Extracted entries:
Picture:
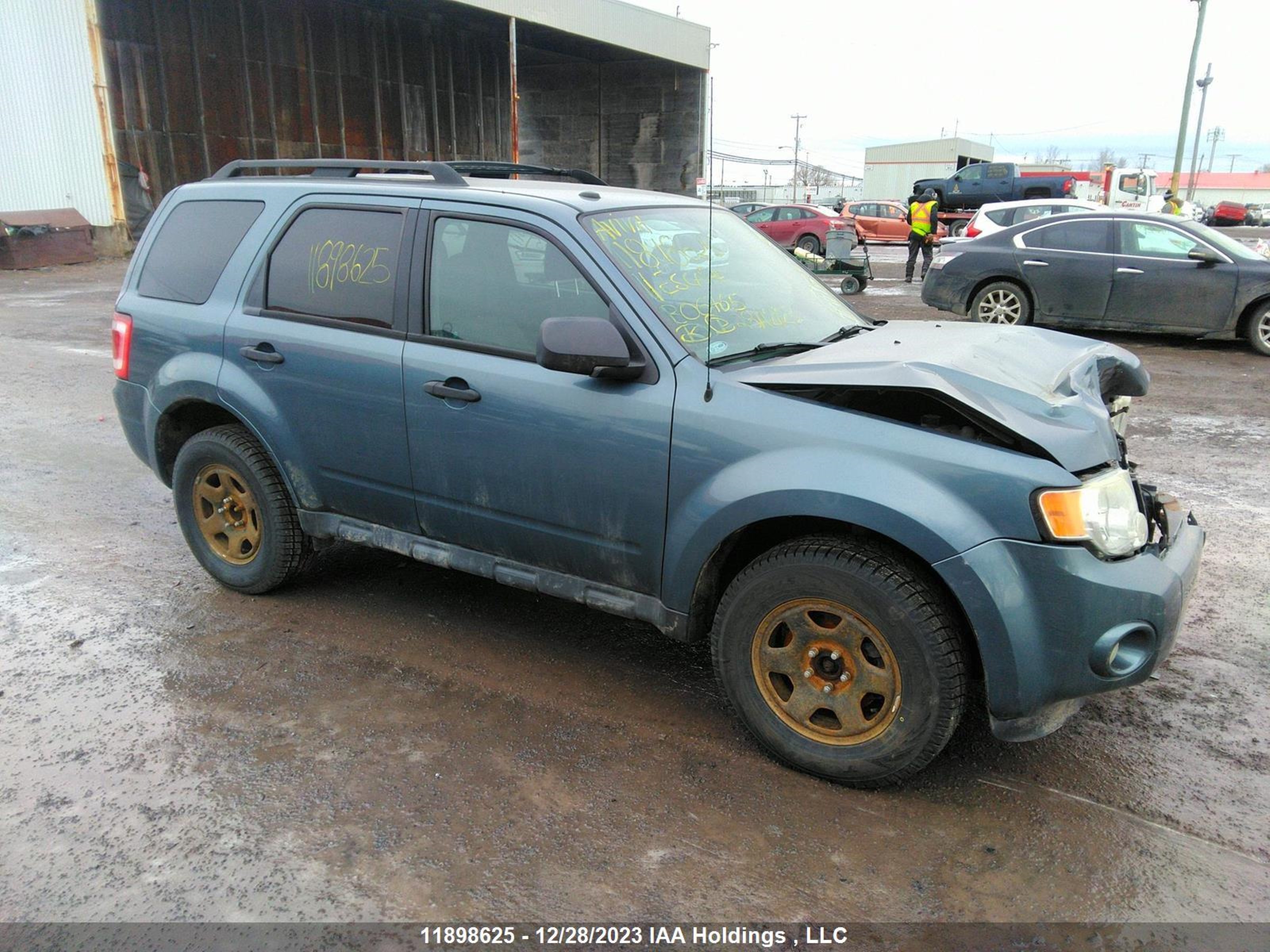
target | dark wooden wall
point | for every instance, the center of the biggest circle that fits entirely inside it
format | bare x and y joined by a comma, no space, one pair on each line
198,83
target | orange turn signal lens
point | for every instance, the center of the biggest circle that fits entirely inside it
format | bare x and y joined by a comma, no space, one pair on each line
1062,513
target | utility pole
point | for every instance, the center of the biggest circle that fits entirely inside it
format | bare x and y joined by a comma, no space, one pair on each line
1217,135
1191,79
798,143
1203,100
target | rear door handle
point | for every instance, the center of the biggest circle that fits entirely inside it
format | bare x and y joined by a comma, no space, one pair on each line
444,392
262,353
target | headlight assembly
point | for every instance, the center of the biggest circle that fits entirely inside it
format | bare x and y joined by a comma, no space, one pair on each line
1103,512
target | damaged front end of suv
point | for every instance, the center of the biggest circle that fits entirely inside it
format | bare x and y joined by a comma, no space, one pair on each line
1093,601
---
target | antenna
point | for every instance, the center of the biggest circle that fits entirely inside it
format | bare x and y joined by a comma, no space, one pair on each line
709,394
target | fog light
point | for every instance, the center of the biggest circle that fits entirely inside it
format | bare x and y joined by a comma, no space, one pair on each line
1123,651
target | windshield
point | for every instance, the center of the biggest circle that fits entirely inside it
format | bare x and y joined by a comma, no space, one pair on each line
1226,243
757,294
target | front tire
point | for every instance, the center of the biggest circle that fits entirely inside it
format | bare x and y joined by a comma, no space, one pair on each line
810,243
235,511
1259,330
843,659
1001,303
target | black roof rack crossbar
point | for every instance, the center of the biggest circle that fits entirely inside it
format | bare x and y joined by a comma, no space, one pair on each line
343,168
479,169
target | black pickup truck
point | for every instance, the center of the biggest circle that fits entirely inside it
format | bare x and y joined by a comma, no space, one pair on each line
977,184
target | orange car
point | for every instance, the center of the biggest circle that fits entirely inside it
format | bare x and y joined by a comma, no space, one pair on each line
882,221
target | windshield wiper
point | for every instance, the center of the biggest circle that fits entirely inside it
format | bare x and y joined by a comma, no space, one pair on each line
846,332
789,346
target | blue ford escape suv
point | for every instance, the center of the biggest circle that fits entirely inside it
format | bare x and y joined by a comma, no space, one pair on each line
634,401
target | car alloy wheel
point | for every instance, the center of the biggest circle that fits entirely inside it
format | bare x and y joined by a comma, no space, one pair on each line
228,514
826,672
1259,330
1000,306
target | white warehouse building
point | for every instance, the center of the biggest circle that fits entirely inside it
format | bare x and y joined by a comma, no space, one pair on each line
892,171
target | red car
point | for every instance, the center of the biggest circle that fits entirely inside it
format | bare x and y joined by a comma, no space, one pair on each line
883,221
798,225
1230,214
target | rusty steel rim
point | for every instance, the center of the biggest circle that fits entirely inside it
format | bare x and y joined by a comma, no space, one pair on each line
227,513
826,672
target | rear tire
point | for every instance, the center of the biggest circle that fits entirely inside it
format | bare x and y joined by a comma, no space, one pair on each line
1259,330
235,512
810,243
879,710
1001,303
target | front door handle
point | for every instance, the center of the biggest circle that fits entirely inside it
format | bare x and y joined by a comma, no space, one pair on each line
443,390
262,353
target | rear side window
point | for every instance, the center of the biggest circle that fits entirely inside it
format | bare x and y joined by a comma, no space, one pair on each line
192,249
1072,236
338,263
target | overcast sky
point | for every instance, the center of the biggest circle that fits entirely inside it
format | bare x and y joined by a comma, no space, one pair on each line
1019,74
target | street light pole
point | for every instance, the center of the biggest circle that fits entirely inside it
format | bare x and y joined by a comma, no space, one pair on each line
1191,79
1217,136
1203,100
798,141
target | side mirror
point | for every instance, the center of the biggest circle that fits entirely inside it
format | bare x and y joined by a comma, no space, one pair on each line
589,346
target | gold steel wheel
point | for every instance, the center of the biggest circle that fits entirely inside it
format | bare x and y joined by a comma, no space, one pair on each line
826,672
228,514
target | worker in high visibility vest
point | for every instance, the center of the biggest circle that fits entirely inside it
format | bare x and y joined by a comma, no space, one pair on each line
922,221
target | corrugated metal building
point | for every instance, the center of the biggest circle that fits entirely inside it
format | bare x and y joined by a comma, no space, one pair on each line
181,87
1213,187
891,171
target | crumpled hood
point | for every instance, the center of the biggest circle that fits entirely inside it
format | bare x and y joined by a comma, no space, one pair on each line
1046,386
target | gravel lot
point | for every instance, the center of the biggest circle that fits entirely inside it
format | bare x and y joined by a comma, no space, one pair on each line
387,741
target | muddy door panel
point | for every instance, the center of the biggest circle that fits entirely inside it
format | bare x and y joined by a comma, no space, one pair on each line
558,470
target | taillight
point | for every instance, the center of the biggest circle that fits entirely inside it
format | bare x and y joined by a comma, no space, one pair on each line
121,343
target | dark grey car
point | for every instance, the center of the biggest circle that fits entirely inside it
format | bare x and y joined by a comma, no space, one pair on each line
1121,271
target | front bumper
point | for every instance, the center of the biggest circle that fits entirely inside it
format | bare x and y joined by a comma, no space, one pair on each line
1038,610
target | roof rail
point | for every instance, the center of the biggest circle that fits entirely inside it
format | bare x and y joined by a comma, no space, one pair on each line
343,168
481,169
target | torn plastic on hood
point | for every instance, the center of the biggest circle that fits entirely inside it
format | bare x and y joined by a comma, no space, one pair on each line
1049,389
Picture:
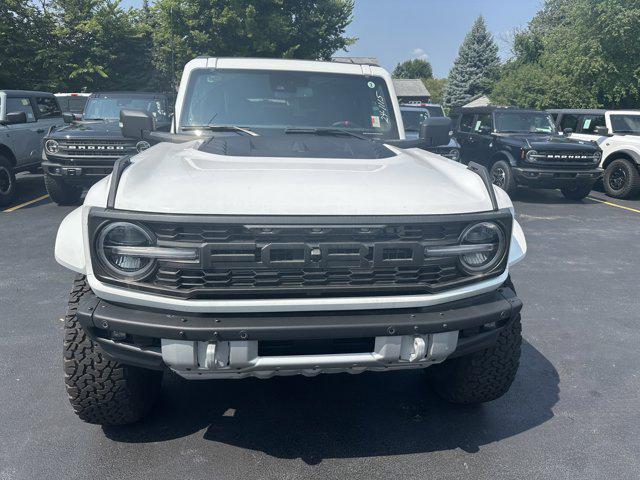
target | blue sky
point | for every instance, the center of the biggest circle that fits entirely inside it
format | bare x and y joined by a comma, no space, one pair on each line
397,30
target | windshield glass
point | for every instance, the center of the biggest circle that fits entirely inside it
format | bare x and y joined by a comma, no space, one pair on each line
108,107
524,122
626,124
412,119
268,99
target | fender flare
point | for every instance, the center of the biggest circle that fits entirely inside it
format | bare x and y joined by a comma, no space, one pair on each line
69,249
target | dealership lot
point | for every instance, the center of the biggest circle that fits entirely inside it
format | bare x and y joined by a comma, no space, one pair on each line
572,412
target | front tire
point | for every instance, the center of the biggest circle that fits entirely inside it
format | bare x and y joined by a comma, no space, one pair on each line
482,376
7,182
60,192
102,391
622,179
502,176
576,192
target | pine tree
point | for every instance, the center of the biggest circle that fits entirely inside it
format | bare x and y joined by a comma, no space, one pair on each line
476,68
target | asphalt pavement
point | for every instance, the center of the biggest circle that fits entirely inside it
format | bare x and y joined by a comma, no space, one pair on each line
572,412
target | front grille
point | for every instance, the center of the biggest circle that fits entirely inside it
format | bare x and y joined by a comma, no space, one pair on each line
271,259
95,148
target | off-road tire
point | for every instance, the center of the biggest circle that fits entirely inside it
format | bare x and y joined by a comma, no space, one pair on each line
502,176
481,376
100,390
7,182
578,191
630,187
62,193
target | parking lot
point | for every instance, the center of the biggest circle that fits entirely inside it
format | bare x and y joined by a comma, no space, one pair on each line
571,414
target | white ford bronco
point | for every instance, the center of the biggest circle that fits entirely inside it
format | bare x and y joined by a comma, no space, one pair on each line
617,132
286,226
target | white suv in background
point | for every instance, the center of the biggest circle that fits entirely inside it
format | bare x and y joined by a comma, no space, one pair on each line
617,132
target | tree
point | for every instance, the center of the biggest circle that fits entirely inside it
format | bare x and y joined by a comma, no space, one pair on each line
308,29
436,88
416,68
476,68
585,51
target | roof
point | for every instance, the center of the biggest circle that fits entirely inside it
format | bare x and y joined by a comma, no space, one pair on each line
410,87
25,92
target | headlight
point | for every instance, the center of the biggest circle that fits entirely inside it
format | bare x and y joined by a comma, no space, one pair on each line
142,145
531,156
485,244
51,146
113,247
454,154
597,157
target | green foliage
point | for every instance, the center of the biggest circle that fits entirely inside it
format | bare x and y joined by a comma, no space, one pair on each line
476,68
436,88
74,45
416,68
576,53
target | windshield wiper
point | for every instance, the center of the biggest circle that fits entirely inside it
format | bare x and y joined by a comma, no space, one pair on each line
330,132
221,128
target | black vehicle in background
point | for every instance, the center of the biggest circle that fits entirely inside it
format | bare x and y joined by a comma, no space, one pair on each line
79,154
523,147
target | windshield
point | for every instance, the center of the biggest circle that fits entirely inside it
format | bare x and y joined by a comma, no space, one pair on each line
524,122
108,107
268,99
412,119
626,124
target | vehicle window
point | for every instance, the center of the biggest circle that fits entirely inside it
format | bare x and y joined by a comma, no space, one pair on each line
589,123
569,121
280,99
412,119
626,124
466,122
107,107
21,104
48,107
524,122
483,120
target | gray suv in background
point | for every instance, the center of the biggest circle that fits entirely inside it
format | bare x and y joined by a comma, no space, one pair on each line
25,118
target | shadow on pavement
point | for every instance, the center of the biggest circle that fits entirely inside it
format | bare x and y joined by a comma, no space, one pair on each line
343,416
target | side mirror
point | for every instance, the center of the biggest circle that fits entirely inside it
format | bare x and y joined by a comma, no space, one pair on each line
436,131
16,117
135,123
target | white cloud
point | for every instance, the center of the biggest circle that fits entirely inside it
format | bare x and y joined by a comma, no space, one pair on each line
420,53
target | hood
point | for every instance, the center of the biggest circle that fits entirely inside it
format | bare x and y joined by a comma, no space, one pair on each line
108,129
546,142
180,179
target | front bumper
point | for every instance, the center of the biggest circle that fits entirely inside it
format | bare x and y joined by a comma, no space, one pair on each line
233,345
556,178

To do: Among the lines above, which hold the word "dark"? Report each one.

Written solution:
target | dark wooden wall
target | dark grey car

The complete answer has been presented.